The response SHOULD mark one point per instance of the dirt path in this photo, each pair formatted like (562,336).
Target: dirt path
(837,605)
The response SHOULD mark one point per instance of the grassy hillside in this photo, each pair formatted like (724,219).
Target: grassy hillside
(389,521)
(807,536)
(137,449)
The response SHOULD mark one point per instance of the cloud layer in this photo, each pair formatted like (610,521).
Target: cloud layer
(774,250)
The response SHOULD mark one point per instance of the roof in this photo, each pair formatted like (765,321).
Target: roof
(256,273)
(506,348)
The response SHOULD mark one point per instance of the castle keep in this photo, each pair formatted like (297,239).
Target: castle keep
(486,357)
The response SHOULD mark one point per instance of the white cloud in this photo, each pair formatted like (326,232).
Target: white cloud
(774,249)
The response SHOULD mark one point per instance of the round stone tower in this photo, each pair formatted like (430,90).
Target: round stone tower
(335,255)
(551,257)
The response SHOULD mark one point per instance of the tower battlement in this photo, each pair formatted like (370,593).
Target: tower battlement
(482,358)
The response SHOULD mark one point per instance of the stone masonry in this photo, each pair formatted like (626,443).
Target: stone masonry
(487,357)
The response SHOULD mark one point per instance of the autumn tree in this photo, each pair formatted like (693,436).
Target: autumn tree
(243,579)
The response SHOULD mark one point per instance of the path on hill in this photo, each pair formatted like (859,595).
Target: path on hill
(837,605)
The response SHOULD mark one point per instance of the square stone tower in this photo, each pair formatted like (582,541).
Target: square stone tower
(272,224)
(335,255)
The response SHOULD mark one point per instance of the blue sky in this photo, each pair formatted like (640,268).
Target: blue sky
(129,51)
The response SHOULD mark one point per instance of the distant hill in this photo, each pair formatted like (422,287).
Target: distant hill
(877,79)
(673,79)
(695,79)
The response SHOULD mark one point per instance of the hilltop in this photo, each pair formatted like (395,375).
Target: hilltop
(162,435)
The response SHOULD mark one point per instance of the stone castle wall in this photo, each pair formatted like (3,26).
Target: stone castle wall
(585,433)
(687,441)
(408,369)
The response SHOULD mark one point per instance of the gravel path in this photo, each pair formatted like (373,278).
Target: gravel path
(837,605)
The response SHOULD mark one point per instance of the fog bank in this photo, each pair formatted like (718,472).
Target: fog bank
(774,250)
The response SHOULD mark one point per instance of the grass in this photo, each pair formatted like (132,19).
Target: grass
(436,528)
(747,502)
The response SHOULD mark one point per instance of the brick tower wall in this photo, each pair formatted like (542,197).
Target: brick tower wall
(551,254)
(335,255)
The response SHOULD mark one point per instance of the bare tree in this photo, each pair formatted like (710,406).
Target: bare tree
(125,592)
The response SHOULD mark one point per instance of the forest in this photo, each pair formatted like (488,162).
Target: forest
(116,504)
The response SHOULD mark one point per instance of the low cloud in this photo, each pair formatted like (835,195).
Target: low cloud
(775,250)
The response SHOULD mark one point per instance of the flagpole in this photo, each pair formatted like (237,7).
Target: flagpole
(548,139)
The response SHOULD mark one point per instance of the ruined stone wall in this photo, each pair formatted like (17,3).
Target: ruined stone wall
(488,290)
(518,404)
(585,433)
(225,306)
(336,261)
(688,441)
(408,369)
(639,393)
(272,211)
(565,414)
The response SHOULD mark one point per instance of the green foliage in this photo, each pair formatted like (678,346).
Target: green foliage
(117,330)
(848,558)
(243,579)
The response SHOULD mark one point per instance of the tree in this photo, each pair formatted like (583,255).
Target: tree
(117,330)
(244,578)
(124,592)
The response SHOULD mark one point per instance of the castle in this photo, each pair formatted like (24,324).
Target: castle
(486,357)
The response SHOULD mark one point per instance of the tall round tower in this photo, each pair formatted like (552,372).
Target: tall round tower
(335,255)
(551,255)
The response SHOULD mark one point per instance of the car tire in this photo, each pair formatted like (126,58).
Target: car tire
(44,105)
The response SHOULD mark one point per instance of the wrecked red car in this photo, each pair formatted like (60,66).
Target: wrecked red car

--

### GIVEN EXERCISE
Repeat the listing exactly, from its first line to its last.

### TASK RESULT
The response SHOULD mark one point per instance of the dirt path in this photo, each pair formatted like (562,336).
Target: dirt path
(837,605)
The response SHOULD mark one point per instance of the grassy hillside in this photo, each pair formatted like (724,219).
Target: grassy hillside
(389,521)
(807,536)
(137,449)
The response SHOULD mark one point per instance of the cloud layer in this photo, each pair formatted like (610,521).
Target: cloud layer
(774,250)
The response SHOULD mark one point per instance of the roof in this photo, each pair formatted like (765,321).
Target: roof
(256,273)
(506,348)
The response SHOULD mark one point per instance of the castle keep in this photo, each pair formatted like (297,239).
Target: castle keep
(486,357)
The response SHOULD mark one point per instance of the white cloud in this photo, each pair formatted like (326,232).
Target: white cloud
(774,249)
The response SHOULD mark one point per instance of the round stone tower in this photo, each pair formatted like (430,90).
Target: round stone tower
(335,255)
(551,257)
The response SHOULD mark one point per instance of the tower battlement in this photo, each pair formatted like (370,593).
Target: tower battlement
(482,358)
The response SHOULD mark one point per instance of the stone masonry in this photo, each pair formatted like (626,443).
Target: stone masonry
(487,357)
The response SHOULD mark one point per instance of the autumn tree in this photo, each pair formatted like (693,436).
Target: autumn tree
(243,579)
The response SHOULD mark one point per instance of the path on hill in this photo, each pair formatted like (859,595).
Target: path on hill
(837,605)
The response SHOULD mark one point per instance of the square stone tower in this photo, each pair formatted like (582,541).
Target: square stone tower
(272,224)
(335,255)
The response SHOULD mark one point per instance of the blue sky in this photo, each pair formatted like (640,268).
Target: blue sky
(129,51)
The response SHOULD mark one point per instance of the distant hill in this photo, each pair formatted like (422,287).
Target: distant hill
(877,79)
(673,79)
(695,79)
The response SHOULD mark one point per instance of the hilltop in this photo, each pair formatted like (395,375).
Target: hilltop
(162,435)
The response SHOULD mark one point per instance of the stone castle wall in this photo, each pair formatted like (3,26).
Target: stone castle wall
(585,433)
(687,441)
(408,369)
The response SHOULD mark one point per instance of the gravel path in this photo, each pair formatted like (373,278).
Target: gravel path
(837,605)
The response SHOULD mark one point per instance of the fog bank in this photo, each pair formatted like (718,472).
Target: fog bank
(774,250)
The response SHOULD mark one point per instance of the grass in this photo, each pair formatted like (132,19).
Target: grass
(436,528)
(747,502)
The response SHOULD mark one point per instance of the brick tower wall in this photo, each pair formatted like (542,197).
Target: brick tower wall
(551,254)
(335,255)
The response SHOULD mark one point per instance of the bare tree in this photo, each pair formatted like (710,406).
Target: bare tree
(125,592)
The response SHOULD mark one point per instance of the forest in this photo, each pair formatted like (488,162).
Target: forest
(116,504)
The response SHOULD mark one point per instance of the low cloud in this photo, each pair formatted like (835,195).
Target: low cloud
(775,250)
The response SHOULD mark one point per instance of the flagpole in this photo, each pair formatted like (237,7).
Target: flagpole
(548,139)
The response SHOULD mark one point per instance of the ruined stone wall in this photo, each pair formatted like (17,3).
Target: ruined stone wall
(488,290)
(518,404)
(585,433)
(225,306)
(336,261)
(688,441)
(408,369)
(639,393)
(272,211)
(565,414)
The response SHOULD mark one point per instance of the green foliage in this photo, each pair formatted like (678,346).
Target: green foliage
(117,330)
(848,558)
(243,579)
The response SHOULD mark one point per instance of the tree in this photo, each pair formatted like (583,255).
Target: tree
(117,330)
(244,578)
(124,592)
The response SHOULD mark one point per instance of the castle in this photo, each pair formatted like (24,324).
Target: castle
(486,357)
The response SHOULD mark one point per instance of the tall round tower in this photo, each pair formatted like (552,372).
Target: tall round tower
(335,255)
(551,255)
The response SHOULD mark one point per instance of the car tire in this photo, each pair formatted like (126,58).
Target: car tire
(44,105)
The response SHOULD mark one point per instance of the wrecked red car in this photo, each pair formatted like (60,66).
Target: wrecked red car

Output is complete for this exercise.